§ Your task:
In the rows below, count the lines that contain the string "light" and give only the number.

(Image boundary annotation data)
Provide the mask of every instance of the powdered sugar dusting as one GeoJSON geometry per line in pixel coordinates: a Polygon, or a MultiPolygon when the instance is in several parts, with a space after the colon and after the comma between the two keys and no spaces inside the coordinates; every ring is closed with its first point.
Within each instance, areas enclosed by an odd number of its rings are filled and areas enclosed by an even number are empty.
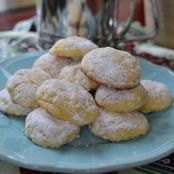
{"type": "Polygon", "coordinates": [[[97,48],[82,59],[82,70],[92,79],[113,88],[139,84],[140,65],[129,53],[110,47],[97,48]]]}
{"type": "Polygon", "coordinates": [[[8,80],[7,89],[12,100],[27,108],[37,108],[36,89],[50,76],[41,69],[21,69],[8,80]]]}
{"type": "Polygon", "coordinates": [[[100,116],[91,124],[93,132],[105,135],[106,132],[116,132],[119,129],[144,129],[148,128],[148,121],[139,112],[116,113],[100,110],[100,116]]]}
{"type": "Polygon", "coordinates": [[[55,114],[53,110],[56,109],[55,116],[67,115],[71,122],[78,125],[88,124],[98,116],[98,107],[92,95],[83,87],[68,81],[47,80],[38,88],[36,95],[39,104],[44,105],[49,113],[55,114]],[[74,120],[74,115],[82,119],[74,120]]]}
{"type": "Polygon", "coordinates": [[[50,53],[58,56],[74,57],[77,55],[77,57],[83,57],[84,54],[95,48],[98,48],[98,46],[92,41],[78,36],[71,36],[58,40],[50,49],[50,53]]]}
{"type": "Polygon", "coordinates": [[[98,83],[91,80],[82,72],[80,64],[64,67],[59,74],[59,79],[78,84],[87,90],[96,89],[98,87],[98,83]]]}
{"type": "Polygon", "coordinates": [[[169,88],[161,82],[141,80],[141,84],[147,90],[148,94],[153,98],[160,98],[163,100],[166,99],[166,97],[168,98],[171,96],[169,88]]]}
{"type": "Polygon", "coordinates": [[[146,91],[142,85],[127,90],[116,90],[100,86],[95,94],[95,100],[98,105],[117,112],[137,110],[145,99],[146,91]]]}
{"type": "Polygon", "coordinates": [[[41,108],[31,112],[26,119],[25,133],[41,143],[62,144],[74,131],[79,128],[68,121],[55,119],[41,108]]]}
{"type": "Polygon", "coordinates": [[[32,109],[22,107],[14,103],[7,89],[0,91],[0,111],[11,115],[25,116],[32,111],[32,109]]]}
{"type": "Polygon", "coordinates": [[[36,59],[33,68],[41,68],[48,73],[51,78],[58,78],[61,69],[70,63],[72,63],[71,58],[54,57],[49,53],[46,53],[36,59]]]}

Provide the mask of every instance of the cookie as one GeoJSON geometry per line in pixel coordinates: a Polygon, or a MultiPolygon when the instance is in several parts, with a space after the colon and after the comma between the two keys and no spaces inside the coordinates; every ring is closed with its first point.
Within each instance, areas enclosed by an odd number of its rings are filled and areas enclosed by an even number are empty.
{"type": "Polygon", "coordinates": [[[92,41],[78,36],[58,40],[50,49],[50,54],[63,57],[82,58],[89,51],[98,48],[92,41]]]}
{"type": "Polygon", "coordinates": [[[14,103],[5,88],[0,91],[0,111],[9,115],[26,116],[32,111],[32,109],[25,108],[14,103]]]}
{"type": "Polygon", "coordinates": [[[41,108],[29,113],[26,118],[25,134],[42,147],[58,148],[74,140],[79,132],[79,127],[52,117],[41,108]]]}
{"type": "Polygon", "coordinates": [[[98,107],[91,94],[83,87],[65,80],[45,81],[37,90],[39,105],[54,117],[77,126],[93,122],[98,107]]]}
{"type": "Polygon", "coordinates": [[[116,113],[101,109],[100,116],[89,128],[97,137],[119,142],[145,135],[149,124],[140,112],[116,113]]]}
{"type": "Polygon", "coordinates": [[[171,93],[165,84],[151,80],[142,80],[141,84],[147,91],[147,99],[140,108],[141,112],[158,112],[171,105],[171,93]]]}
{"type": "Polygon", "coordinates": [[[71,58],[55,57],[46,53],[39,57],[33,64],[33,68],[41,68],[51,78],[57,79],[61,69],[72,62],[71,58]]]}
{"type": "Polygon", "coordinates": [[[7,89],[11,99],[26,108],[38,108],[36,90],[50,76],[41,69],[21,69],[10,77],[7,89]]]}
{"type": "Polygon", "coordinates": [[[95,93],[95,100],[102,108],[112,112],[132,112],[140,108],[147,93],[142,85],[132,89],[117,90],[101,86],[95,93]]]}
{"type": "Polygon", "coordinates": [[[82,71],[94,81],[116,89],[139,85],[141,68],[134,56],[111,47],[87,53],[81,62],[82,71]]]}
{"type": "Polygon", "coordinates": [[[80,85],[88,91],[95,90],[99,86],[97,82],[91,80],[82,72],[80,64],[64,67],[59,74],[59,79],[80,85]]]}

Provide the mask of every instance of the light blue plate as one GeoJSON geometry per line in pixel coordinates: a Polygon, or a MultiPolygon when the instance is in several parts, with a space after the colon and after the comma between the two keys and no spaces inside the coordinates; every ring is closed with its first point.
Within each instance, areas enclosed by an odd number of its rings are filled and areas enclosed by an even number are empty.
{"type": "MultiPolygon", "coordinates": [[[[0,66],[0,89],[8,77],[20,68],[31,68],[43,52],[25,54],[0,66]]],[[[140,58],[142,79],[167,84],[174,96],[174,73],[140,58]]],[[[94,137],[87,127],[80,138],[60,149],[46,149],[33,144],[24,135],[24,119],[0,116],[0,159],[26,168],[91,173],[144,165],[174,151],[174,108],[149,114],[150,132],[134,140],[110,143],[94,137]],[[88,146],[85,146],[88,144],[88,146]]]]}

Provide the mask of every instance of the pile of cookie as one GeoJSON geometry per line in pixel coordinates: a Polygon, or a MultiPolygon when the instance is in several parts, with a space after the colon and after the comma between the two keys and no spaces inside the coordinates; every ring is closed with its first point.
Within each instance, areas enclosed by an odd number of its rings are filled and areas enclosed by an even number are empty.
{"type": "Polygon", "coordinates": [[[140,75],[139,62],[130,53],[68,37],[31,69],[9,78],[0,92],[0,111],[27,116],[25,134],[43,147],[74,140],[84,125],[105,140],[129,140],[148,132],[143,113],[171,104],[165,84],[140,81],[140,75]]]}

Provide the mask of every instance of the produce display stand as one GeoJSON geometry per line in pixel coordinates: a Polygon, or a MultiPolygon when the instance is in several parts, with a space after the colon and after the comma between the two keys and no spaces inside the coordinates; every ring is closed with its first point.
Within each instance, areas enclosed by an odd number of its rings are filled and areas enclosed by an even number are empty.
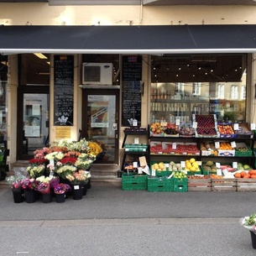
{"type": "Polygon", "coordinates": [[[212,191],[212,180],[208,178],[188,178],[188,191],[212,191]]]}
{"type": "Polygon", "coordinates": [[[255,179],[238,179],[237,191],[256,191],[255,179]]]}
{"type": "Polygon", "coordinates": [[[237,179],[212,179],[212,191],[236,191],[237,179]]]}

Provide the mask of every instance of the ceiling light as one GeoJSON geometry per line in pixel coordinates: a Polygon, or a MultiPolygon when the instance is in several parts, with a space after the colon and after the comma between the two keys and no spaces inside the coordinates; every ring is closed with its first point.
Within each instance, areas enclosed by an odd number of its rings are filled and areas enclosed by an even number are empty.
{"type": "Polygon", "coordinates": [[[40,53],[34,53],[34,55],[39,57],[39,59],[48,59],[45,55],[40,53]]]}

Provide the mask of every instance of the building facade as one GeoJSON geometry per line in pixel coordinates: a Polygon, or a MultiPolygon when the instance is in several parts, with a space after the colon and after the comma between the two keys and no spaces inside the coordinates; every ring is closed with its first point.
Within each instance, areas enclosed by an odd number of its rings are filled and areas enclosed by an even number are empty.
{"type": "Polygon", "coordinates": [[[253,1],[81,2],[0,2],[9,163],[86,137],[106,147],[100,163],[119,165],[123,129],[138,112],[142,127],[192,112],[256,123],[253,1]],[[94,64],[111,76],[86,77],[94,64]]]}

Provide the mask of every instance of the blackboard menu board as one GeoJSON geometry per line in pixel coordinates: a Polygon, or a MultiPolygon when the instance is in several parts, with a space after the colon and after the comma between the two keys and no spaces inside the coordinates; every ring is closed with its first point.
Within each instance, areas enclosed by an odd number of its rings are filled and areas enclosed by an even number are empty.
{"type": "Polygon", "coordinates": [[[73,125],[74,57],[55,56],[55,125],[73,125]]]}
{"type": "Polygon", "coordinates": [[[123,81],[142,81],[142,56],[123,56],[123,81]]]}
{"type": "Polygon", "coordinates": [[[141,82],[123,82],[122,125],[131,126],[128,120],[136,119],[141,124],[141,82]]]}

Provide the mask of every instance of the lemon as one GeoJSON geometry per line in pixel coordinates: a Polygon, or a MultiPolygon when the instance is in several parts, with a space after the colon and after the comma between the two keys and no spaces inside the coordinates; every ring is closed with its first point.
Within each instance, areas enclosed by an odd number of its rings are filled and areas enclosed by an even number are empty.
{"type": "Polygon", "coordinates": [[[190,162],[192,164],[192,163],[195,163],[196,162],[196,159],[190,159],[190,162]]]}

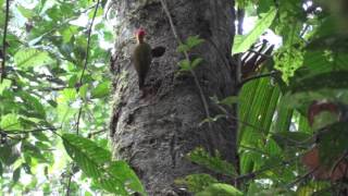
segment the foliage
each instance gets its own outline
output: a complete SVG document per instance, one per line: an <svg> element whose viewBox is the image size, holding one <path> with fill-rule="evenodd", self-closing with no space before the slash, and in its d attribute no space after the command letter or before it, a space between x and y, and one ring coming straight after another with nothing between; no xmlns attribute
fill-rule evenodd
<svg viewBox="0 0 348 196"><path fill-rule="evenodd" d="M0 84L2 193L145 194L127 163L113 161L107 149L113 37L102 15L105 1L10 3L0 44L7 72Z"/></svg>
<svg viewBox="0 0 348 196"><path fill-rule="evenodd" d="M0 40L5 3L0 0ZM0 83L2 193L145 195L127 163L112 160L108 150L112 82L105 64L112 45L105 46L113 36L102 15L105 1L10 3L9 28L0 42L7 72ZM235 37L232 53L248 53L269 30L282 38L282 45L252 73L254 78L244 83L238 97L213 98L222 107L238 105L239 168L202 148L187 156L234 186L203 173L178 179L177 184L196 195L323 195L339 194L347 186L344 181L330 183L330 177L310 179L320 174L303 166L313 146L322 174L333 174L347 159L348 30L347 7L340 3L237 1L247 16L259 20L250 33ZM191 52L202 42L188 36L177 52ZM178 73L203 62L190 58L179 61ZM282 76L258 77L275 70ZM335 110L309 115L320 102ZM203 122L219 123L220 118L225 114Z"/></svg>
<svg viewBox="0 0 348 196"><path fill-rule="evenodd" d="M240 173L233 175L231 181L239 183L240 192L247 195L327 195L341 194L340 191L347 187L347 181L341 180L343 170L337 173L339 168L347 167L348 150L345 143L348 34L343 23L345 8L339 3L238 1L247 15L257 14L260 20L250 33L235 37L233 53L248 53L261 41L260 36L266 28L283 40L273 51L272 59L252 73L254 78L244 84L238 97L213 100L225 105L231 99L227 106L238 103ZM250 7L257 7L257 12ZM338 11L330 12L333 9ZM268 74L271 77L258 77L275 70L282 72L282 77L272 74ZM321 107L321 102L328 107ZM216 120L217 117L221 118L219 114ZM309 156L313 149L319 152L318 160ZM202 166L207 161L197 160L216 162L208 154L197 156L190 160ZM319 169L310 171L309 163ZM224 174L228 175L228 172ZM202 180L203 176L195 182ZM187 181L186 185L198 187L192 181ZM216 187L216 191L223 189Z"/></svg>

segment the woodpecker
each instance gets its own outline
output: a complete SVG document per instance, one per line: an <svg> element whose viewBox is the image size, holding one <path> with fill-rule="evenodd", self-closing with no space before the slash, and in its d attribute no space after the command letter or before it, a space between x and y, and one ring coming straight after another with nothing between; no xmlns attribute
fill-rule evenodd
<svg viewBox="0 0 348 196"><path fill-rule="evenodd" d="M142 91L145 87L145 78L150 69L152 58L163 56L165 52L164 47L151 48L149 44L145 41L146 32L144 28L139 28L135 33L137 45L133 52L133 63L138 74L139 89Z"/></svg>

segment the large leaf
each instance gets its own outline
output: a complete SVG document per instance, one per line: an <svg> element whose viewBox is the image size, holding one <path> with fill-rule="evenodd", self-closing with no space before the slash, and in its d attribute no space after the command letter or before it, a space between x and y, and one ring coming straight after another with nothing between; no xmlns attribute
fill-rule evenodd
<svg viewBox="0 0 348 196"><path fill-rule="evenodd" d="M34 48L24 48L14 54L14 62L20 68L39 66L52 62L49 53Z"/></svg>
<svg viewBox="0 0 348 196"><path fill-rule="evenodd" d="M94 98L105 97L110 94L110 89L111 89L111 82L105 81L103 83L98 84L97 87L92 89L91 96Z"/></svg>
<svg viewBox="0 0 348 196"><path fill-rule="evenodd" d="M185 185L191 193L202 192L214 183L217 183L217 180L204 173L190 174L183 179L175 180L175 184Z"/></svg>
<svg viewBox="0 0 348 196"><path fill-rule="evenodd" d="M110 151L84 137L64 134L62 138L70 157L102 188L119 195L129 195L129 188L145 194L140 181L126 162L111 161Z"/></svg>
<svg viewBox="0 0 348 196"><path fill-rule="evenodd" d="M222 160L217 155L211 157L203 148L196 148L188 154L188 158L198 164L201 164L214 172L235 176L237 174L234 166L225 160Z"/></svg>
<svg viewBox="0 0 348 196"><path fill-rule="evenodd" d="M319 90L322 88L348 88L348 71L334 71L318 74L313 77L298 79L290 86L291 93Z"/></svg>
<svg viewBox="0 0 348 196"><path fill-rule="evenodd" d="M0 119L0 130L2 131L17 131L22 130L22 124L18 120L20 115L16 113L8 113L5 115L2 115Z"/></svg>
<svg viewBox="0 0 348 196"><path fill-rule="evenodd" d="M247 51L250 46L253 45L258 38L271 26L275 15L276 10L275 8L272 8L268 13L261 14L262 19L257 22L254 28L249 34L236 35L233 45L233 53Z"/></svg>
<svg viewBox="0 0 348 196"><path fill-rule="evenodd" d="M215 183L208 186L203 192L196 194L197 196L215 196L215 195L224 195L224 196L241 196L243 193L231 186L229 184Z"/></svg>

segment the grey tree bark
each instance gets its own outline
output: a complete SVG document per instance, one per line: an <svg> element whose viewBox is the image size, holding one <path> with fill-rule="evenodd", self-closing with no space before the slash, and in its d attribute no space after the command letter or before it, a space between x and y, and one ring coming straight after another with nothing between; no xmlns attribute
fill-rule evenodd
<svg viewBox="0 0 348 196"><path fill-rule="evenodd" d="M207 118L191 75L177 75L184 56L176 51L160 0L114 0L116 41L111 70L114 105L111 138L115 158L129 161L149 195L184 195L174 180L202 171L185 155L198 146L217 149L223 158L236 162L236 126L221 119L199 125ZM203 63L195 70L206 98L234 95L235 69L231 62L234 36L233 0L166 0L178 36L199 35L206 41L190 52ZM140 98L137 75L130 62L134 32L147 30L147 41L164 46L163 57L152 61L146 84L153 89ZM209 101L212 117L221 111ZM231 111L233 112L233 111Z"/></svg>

§ Completed exercise:
2